ACTION ITEM
Return, exactly as written, all lines from the line containing "Label a point on each instance of the laptop." to the end of the entries below, with both ends included.

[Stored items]

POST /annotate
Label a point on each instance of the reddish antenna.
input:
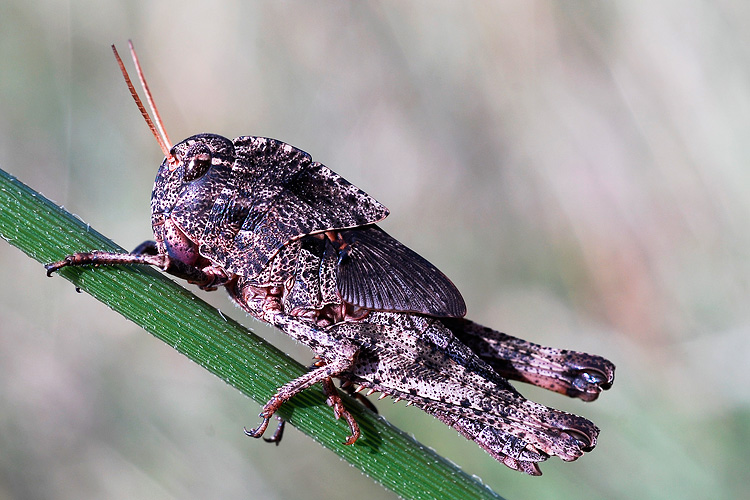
(161, 135)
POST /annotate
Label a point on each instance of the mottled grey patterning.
(296, 246)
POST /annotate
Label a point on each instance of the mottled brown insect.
(297, 246)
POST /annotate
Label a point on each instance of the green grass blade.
(171, 313)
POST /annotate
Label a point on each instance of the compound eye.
(197, 161)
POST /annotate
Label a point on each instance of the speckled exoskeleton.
(297, 246)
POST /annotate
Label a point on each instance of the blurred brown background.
(579, 169)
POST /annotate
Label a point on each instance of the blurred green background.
(579, 169)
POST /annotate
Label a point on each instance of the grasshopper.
(297, 246)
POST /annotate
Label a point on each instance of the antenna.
(160, 134)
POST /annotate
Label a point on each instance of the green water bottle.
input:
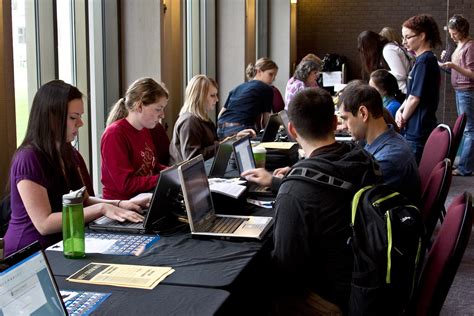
(73, 224)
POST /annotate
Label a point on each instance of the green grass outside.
(22, 111)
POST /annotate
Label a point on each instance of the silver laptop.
(203, 220)
(27, 286)
(165, 200)
(271, 129)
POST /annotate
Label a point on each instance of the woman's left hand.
(246, 132)
(137, 203)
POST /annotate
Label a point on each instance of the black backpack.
(387, 244)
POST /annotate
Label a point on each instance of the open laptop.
(163, 202)
(221, 160)
(27, 285)
(203, 220)
(271, 129)
(283, 114)
(244, 158)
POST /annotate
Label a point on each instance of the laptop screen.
(165, 197)
(244, 154)
(27, 286)
(196, 190)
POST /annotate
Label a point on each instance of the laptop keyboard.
(226, 225)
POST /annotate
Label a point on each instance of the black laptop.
(220, 163)
(245, 161)
(165, 200)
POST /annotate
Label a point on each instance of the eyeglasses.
(406, 38)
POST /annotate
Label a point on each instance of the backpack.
(387, 234)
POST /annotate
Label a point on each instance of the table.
(162, 300)
(238, 267)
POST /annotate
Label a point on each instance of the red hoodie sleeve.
(125, 164)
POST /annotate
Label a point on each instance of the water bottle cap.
(74, 197)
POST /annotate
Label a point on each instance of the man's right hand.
(259, 176)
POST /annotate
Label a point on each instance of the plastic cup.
(259, 154)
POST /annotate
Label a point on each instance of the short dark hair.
(460, 24)
(356, 94)
(425, 23)
(311, 111)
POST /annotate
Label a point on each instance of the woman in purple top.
(46, 166)
(462, 79)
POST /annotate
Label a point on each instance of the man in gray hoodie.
(312, 259)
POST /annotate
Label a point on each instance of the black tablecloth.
(162, 300)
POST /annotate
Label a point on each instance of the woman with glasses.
(462, 79)
(130, 161)
(377, 52)
(417, 114)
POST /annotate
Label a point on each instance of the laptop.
(27, 285)
(245, 161)
(271, 129)
(203, 220)
(283, 114)
(164, 201)
(221, 160)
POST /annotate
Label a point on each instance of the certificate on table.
(134, 276)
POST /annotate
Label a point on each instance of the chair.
(437, 148)
(444, 258)
(458, 130)
(434, 196)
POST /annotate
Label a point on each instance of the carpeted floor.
(460, 300)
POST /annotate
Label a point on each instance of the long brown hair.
(47, 132)
(146, 90)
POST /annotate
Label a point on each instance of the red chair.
(436, 149)
(444, 258)
(434, 196)
(458, 131)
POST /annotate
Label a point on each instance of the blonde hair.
(262, 64)
(196, 96)
(311, 57)
(145, 90)
(391, 34)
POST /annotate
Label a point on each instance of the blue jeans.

ANSWER BELOW
Label a point on each instance of the laptop.
(27, 285)
(245, 161)
(271, 129)
(203, 220)
(283, 114)
(164, 201)
(221, 160)
POST /annotate
Label a point on each instance of the certificate on table.
(134, 276)
POST /annotate
Label a point on each instance of the chair.
(437, 148)
(444, 258)
(458, 130)
(434, 196)
POST /annotate
Label a point on each instance of the carpeted floor.
(460, 300)
POST /annotate
Label a point on each instance of the long brown hair.
(47, 132)
(146, 90)
POST /annotate
Label a point on each instance of the red chair.
(436, 149)
(444, 258)
(434, 196)
(458, 131)
POST /annotate
Label a point on each instance of the blonde hair.
(262, 64)
(196, 96)
(311, 57)
(145, 90)
(391, 34)
POST /annotate
Label a point on each instance of the blue jeans.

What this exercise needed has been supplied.